Given information —
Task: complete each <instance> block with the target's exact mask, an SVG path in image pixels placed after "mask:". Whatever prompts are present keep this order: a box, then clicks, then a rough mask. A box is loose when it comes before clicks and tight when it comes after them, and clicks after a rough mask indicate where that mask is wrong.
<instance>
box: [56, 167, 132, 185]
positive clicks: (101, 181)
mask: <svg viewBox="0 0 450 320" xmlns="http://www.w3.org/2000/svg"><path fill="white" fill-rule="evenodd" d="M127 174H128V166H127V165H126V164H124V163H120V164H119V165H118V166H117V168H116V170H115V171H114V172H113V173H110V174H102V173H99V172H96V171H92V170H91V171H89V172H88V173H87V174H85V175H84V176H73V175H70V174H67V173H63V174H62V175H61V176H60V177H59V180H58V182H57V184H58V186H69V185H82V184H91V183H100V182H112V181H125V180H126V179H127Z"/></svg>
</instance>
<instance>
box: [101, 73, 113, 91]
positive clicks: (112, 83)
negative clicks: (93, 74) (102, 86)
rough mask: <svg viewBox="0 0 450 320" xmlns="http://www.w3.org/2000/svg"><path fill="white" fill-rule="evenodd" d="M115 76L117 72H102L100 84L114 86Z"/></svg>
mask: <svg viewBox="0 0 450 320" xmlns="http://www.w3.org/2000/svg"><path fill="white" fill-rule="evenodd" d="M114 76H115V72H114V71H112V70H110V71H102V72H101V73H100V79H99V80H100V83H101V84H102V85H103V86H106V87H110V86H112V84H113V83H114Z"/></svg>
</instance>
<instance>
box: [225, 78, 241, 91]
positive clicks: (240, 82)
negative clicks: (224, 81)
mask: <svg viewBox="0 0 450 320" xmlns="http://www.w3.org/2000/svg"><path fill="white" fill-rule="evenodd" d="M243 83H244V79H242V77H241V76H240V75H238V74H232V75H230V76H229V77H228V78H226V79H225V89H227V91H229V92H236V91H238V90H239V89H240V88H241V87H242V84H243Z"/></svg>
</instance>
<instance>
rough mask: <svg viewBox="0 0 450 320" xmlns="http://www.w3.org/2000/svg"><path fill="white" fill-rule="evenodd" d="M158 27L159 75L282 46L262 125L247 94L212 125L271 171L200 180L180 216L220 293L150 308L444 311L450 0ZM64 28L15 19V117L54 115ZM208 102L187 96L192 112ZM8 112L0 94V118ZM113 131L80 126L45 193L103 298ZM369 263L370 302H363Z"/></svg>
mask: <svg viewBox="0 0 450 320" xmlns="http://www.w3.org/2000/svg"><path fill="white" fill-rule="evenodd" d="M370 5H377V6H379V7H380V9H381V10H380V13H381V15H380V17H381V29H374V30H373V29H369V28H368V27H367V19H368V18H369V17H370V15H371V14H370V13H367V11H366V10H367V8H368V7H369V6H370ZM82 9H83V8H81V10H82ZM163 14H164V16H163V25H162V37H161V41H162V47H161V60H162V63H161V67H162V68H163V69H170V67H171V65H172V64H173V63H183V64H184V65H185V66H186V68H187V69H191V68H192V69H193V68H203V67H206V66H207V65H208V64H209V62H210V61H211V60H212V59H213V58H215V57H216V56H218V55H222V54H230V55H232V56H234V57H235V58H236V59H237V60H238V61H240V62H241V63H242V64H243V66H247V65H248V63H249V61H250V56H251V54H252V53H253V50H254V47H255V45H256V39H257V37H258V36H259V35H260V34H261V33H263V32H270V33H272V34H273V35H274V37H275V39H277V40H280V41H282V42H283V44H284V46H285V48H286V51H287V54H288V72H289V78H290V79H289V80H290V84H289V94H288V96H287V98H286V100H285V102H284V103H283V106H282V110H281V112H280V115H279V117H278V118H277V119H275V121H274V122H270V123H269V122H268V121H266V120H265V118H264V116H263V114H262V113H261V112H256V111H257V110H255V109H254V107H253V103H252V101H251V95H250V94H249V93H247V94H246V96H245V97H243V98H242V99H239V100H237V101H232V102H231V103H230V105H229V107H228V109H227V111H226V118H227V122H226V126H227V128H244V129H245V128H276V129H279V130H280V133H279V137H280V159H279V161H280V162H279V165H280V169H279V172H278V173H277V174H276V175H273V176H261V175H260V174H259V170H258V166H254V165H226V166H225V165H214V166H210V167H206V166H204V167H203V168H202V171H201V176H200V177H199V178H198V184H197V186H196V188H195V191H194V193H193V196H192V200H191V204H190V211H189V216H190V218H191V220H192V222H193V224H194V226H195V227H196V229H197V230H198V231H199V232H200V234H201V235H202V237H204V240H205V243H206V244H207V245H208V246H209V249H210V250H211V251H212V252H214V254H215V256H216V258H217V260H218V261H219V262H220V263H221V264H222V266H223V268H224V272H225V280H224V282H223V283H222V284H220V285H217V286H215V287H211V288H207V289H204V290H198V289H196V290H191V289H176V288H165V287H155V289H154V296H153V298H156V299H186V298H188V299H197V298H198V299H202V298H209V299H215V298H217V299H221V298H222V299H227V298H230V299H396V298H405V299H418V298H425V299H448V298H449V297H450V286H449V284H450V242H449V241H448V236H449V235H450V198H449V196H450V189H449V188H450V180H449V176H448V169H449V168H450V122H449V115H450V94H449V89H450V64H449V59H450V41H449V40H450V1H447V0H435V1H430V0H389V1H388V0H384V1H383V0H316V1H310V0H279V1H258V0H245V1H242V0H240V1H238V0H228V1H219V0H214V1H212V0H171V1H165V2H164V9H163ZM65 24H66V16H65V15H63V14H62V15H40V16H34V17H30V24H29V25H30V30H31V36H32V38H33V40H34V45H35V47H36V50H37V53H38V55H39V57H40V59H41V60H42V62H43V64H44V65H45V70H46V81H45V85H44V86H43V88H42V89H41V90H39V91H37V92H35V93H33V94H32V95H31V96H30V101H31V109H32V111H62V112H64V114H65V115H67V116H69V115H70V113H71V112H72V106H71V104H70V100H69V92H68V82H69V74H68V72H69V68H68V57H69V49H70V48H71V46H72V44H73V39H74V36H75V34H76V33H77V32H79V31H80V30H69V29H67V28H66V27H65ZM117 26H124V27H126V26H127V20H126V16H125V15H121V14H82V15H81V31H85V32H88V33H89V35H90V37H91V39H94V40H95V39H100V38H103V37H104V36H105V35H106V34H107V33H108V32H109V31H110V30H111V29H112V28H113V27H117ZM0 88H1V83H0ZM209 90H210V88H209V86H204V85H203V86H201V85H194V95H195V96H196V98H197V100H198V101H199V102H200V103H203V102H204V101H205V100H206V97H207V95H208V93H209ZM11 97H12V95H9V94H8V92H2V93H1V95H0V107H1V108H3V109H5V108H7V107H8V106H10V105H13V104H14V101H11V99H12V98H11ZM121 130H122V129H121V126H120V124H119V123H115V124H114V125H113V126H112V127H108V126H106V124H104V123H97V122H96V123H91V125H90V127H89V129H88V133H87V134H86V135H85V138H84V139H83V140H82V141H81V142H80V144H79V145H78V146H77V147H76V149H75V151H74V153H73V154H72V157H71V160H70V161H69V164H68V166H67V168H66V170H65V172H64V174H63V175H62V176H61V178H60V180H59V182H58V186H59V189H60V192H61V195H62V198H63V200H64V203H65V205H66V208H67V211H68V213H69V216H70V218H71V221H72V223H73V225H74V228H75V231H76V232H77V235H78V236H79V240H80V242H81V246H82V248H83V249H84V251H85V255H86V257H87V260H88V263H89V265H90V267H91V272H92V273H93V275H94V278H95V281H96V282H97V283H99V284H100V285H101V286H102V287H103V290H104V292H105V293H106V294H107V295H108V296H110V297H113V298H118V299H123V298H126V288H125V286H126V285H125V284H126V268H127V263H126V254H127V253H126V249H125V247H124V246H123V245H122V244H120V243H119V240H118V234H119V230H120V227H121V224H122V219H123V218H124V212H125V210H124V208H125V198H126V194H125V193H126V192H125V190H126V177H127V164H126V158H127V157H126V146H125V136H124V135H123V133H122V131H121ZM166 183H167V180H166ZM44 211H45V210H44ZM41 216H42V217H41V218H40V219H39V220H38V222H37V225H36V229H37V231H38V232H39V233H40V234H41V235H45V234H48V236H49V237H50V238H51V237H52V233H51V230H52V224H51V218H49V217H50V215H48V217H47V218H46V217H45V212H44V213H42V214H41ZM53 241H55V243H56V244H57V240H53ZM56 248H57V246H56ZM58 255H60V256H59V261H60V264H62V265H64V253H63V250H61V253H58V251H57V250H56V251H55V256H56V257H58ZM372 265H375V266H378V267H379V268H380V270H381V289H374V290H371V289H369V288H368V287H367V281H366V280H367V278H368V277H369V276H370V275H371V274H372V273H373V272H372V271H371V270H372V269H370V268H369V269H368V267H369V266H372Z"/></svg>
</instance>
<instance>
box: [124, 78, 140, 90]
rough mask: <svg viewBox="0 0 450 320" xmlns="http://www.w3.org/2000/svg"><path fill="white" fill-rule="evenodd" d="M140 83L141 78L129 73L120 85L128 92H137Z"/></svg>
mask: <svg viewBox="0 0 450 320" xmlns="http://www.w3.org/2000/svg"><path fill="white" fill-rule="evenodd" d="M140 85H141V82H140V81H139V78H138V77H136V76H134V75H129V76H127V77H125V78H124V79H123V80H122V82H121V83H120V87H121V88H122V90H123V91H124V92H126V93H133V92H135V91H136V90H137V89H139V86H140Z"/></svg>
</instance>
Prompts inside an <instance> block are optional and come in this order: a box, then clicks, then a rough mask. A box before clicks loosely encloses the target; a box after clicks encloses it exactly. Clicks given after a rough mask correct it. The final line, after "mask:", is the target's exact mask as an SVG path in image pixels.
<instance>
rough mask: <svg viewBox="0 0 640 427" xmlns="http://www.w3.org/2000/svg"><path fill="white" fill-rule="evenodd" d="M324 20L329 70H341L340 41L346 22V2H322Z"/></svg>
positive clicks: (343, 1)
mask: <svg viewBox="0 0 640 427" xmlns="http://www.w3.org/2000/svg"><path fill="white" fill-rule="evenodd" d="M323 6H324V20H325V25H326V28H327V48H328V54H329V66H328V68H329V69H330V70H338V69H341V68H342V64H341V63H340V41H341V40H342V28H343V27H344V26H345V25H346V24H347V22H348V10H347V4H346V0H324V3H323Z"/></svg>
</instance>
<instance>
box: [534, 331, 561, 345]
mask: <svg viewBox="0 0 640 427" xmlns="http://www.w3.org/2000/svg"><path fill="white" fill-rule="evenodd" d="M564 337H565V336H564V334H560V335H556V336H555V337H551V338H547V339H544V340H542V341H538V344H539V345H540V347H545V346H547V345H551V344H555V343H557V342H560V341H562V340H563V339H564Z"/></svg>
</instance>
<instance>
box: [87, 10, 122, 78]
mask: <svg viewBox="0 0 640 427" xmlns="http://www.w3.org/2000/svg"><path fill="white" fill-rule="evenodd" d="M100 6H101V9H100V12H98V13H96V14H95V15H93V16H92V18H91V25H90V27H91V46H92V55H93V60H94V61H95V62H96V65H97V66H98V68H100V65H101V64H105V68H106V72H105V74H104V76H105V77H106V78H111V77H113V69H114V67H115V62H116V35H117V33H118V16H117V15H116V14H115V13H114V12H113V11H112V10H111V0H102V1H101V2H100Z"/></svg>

What to do — Search the records for the word "image". Copy every line that has it.

Answer to the problem —
Task: complete each <instance> block with the target's exact mask, an SVG path in image pixels placed after "mask:". Whatever prompts are present keep this order: a box, then clicks, then a rough mask. A box is loose when it comes before clicks and tight when it comes after them, and clicks after a rough mask indicate where that mask is wrong.
Prompts inside an <instance> block are optional and come in this order: a box, then clicks, then a rough mask. A box before clicks loosely encloses the target; a box after clicks encloses it exactly. Clicks given after a rough mask correct it. The final line, after "mask:", is the target's exact mask as an SVG path in image pixels.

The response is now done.